### [REQUIRED WORK]
The data below holds a line containing "Target = dirt path" and a line containing "Target = mud-covered tire"; please quote exactly those two lines and every line between them, and nothing else.

### SUPPLIED MATERIAL

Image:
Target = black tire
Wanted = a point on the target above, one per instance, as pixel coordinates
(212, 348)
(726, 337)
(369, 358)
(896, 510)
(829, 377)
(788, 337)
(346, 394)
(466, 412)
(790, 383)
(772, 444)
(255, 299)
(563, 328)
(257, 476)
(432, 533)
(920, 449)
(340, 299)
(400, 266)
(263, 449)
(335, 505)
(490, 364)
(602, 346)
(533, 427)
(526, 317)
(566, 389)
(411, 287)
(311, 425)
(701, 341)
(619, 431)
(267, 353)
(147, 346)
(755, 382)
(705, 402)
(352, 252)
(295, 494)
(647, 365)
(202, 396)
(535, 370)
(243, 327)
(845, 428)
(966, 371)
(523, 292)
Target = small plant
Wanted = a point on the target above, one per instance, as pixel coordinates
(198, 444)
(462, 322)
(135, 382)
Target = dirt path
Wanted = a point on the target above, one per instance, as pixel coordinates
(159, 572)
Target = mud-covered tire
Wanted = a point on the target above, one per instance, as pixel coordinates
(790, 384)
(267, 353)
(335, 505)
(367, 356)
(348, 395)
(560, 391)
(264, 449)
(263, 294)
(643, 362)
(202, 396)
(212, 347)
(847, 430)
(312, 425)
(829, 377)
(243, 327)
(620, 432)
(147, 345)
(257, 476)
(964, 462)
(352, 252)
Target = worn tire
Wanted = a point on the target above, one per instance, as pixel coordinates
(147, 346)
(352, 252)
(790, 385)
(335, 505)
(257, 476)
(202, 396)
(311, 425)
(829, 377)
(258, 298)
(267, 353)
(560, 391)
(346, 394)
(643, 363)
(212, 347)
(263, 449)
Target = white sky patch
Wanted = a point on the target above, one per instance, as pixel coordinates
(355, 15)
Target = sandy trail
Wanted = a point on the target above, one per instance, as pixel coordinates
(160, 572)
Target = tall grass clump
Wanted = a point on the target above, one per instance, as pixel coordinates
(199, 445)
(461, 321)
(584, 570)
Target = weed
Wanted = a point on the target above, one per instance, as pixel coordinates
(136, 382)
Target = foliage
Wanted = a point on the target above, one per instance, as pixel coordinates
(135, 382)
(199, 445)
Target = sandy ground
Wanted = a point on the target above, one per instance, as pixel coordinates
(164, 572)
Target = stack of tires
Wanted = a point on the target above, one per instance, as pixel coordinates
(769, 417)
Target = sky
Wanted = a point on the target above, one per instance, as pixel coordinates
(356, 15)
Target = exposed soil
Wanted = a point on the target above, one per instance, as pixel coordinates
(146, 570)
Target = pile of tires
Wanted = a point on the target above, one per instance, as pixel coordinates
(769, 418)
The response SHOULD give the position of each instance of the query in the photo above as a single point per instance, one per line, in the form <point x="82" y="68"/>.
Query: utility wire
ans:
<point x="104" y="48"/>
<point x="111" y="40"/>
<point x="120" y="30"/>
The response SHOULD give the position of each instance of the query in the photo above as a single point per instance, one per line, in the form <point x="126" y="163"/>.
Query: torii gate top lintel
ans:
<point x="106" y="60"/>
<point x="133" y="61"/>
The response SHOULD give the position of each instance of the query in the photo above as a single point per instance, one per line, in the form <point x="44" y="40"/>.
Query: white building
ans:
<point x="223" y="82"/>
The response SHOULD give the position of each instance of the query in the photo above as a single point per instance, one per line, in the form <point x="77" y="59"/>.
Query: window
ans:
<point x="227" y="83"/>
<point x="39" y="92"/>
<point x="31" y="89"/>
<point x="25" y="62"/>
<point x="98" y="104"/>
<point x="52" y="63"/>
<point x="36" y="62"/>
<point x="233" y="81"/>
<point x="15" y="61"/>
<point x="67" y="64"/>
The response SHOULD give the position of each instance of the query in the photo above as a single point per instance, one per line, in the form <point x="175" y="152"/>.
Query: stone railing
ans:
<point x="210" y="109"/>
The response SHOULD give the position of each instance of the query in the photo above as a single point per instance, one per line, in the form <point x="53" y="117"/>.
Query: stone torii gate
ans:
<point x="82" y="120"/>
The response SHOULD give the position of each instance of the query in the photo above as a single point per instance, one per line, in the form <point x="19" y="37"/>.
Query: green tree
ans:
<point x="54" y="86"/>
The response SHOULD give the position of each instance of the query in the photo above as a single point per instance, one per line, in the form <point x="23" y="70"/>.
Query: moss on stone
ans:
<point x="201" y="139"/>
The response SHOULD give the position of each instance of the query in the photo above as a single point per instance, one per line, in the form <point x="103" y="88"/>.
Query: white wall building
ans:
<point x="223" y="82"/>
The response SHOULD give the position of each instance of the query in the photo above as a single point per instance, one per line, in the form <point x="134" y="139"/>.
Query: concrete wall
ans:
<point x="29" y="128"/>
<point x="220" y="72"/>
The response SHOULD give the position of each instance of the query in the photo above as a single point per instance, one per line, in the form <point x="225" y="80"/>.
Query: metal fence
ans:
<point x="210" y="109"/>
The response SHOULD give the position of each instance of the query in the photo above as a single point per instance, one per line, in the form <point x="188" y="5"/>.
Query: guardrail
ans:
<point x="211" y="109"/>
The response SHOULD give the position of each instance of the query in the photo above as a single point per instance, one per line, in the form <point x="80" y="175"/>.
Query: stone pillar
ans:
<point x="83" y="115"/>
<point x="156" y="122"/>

######

### [TASK SOLUTION]
Target = dirt path
Wanted = a point on the target above, one per instance, as pixel coordinates
(159, 572)
Target = mud-covered tire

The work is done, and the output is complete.